- [Source text]:

Gines singles up the middle. *1 on, 2 outs.*

Barrow grounds out to end the inning.

*After 2, no score.*


----------



## landrus13

Top 3rd;

Daniel pops up to 2nd base. *1 out.*

Johnson grounds out to 3rd. *2 outs.*

*Murray doubles to LF.* *1 on, 2 outs.*

Weaver gets Rice to fly out to end the inning.

*Thru 2 and a half, no score.*


----------



## landrus13

Bottom 3rd;

Magill grounds out to start the inning. *1 out.*

Schaffer grounds out to 1st base. *2 outs.[/

Fuentes singles.

Rivera flies out to end the inning.

After 3, no score.*


----------



## landrus13

Top 4th;

Weaver gets Lopez to fly out to start the inning. *1 out.*

Weaver strikes out Campbell for his 6th of the game. *2 outs.*

Weaver gets his 7th strikeout to end the inning.

*Thru 3 and a half, no score.*


----------



## landrus13

Bottom 4th;

Ross flies out to LF to begin the ISU 4th. *1 out.*

Cusumano grounds out to 2nd base. *2 outs.*

Nowaskie grounds out to 2nd base to end the inning.

*After 4, no score.*


----------



## landrus13

Top 5th;

Weaver gets Freeman to ground out. *1 out.*

Kretzschmar flies out to RF. *2 outs.*

Daniel flies out to LF.

*Thru 4 and a half, no score.*


----------



## landrus13

Bottom 5th;

Gines grounds out to SS. *1 out.*

Barrow pops out to SS. *2 outs.*

Magill flies out to CF.

*After 5, no score.*


----------



## landrus13

Top 6th;

Weaver gets Johnson to strike out looking. 8th strikeout for Weaver. *1 out.*

Weaver gets his 9th strikeout, striking out Murray. *2 outs.*

Rice grounds out to 2nd base to end the inning.

*Thru 5 and a half, no score.*


----------



## landrus13

Bottom 6th;

Schaffer leads off the inning with a fly out to LF. *1 out.*

Fuentes strikes out swinging. *2 outs.*

Rivera grounds out to SS to end the ISU 6th.

*After 6, no score.*


----------



## landrus13

Top 7th;

Weaver gets Lopez to strikeout. *1 out.*

Weaver gets Campbell looking. 11 strikeouts for Weaver. *2 outs.*

Austin Cross in to pitch for Weaver.

Weaver went 6.2 IP with 11 strikeouts. Only allowing 1 hit. Another gem from him. Also had 100 pitches.

- [Entries shown]:
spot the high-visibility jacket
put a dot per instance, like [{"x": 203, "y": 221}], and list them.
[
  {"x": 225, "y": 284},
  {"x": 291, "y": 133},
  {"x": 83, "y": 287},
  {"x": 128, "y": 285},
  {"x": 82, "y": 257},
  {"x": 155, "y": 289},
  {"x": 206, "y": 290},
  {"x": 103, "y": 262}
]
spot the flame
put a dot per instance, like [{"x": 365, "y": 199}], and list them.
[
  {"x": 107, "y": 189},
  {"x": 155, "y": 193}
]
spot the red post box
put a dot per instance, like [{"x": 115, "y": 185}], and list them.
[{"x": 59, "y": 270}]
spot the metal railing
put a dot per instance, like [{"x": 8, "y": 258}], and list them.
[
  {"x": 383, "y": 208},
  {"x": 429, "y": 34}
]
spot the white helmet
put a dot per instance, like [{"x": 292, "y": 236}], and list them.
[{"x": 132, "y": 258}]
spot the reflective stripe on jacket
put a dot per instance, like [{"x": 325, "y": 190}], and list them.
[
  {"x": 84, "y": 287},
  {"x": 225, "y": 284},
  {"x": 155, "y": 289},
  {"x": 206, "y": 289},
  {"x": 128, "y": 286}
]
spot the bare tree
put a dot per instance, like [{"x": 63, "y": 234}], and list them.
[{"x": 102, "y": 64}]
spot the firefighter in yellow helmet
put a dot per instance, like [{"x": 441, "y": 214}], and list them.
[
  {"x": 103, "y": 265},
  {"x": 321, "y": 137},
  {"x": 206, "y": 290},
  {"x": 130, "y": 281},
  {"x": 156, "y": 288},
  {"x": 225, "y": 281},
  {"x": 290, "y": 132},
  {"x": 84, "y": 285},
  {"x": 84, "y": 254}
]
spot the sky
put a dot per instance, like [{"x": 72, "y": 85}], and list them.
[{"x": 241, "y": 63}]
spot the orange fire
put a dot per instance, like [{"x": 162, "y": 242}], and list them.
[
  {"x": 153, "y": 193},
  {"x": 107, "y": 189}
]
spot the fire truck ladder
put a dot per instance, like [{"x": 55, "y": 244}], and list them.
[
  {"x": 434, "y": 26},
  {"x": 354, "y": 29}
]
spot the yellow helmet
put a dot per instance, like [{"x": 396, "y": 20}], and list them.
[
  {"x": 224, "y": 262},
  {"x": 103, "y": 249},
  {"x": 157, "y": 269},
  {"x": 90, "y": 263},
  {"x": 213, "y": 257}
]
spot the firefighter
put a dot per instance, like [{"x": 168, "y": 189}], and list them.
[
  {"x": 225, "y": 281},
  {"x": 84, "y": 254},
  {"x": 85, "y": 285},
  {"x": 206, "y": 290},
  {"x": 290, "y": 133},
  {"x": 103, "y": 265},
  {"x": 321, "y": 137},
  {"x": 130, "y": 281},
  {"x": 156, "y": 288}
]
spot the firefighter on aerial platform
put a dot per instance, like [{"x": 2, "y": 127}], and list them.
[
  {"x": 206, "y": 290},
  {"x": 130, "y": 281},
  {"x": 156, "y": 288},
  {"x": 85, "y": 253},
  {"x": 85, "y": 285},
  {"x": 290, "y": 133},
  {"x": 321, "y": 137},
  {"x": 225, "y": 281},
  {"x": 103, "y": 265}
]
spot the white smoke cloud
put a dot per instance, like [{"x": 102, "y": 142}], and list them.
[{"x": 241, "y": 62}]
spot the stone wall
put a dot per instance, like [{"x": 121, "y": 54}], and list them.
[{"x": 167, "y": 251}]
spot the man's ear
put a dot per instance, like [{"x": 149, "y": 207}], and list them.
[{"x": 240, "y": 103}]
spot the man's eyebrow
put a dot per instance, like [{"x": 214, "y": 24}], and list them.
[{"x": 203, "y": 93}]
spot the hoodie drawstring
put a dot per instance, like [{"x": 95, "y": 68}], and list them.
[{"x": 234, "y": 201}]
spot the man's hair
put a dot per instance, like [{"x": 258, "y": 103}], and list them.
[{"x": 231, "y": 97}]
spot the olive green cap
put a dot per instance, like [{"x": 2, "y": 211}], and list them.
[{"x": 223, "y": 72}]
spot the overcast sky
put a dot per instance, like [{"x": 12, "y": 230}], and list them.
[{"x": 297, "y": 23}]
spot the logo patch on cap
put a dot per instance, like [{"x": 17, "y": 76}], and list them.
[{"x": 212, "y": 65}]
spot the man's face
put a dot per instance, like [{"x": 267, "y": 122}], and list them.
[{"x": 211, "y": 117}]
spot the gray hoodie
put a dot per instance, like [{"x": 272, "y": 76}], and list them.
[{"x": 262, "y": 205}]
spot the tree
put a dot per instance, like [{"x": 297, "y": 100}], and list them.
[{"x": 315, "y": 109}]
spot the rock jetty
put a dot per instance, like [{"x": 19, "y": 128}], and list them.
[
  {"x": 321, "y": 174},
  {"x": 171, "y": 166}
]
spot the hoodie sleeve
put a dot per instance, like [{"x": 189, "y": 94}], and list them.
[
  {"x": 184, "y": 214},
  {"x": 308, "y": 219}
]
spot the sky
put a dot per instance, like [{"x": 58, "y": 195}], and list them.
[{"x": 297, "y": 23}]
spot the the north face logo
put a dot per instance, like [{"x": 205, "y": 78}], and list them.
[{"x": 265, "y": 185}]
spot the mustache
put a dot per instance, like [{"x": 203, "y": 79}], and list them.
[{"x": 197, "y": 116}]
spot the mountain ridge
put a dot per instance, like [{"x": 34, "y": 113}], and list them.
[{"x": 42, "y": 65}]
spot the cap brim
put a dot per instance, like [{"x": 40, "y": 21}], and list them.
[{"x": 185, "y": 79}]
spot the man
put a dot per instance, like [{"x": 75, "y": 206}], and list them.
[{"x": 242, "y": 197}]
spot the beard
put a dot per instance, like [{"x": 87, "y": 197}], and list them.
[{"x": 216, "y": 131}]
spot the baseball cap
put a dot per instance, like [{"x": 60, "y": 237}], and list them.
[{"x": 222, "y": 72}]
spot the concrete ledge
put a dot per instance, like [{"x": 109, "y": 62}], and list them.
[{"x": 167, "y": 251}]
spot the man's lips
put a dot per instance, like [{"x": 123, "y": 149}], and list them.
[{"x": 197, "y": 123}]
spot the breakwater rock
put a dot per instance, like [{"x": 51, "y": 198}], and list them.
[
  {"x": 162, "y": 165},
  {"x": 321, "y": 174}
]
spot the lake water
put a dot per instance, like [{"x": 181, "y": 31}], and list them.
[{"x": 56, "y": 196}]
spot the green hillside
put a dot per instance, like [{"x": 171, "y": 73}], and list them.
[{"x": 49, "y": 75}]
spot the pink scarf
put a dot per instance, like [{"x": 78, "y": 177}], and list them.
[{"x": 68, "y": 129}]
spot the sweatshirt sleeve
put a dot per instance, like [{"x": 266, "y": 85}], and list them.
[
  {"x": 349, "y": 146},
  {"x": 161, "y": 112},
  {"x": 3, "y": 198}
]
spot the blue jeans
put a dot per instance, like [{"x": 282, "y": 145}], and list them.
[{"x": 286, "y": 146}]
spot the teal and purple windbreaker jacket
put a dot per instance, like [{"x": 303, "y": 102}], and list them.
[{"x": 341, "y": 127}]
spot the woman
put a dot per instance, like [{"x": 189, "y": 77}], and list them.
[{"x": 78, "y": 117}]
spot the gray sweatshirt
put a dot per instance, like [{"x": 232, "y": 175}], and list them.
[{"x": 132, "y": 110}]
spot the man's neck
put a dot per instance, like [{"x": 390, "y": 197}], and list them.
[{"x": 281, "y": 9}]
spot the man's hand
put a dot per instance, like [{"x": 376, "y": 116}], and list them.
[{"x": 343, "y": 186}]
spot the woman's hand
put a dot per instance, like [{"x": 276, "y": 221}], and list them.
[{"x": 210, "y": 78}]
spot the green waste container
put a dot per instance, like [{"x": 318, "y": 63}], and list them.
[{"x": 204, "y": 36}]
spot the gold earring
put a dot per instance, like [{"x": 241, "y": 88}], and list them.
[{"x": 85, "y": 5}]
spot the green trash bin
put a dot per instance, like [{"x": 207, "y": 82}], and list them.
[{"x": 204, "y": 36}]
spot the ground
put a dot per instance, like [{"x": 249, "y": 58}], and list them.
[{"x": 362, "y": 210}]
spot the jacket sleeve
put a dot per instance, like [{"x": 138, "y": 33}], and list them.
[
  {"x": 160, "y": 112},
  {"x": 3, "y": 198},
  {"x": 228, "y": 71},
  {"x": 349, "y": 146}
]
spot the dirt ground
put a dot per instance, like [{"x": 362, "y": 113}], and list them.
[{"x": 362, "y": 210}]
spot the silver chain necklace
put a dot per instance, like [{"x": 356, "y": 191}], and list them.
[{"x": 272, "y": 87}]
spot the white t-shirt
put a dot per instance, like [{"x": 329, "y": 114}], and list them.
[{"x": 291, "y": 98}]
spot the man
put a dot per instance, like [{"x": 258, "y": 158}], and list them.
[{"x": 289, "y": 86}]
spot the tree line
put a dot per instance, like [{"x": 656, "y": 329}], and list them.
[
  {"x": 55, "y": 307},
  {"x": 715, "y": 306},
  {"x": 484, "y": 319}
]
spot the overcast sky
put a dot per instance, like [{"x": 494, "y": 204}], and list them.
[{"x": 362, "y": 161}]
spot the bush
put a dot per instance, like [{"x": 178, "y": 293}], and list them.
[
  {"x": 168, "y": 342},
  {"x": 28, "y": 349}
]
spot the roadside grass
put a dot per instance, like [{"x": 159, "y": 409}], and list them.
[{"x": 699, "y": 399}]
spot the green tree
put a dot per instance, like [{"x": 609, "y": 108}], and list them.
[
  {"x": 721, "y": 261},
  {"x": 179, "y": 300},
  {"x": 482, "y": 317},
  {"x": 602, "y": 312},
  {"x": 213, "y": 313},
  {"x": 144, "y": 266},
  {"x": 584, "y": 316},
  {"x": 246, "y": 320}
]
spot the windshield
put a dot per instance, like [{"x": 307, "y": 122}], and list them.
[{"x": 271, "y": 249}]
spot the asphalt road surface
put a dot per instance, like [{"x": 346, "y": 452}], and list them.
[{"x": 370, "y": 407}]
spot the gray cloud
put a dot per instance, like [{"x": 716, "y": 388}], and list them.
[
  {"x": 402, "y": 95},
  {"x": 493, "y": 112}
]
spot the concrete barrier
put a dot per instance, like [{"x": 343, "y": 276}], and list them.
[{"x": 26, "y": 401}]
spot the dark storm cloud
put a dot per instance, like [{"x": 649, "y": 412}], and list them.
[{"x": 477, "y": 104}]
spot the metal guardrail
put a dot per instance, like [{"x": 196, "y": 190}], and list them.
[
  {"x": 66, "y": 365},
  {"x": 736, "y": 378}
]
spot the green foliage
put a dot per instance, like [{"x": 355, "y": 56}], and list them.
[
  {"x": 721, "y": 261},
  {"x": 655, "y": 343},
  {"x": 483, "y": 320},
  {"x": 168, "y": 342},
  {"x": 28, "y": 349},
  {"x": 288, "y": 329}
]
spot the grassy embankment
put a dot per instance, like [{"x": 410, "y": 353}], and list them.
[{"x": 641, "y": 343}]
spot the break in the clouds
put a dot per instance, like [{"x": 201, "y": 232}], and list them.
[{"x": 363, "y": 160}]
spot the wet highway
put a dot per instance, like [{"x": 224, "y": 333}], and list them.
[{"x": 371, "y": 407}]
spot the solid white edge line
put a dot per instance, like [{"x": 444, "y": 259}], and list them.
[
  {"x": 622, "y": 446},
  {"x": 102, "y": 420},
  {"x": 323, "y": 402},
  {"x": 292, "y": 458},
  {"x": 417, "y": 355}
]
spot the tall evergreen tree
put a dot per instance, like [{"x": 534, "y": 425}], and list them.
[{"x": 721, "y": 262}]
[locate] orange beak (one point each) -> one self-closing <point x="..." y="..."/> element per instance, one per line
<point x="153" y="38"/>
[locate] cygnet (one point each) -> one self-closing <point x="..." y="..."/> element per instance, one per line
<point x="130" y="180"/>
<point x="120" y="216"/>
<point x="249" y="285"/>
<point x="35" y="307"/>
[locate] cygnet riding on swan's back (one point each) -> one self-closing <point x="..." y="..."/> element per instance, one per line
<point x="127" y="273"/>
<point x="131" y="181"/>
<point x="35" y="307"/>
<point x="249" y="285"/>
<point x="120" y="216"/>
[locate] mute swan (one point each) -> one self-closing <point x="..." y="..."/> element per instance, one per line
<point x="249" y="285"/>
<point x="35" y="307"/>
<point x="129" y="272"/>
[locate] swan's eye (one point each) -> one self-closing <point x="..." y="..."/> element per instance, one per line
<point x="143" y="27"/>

- [Short problem]: In the play-by-play, list every batter who gets a hit, along with the type of hit. You won't need the rows for this.

- [Output of the task]:
- Gines: single
- Murray: double
- Fuentes: single